=== Excerpted text ===
== == ==
The economy of the Han dynasty (206 BC – 220 AD) of ancient China experienced upward and downward movements in its economic cycle, periods of economic prosperity and decline. It is normally divided into three periods: Western Han (206 BC – 9 AD), the Xin dynasty (9–23 AD), and Eastern Han (25–220 AD). The Xin regime, established by the former regent Wang Mang, formed a brief interregnum between lengthy periods of Han rule. Following the fall of Wang Mang, the Han capital was moved eastward from Chang'an to Luoyang. In consequence, historians have named the succeeding eras Western Han and Eastern Han respectively.
== == ==
(Collection entries)
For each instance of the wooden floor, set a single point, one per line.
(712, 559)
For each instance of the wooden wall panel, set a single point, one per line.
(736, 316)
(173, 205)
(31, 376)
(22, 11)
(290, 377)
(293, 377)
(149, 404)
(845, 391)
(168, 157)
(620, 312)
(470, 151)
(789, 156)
== == ==
In the passage on the Han dynasty economy, could you reproduce the stretch from "The economy of" through "Eastern Han respectively." word for word? The entries in the collection aren't needed here.

=== Task output ===
The economy of the Han dynasty (206 BC – 220 AD) of ancient China experienced upward and downward movements in its economic cycle, periods of economic prosperity and decline. It is normally divided into three periods: Western Han (206 BC – 9 AD), the Xin dynasty (9–23 AD), and Eastern Han (25–220 AD). The Xin regime, established by the former regent Wang Mang, formed a brief interregnum between lengthy periods of Han rule. Following the fall of Wang Mang, the Han capital was moved eastward from Chang'an to Luoyang. In consequence, historians have named the succeeding eras Western Han and Eastern Han respectively.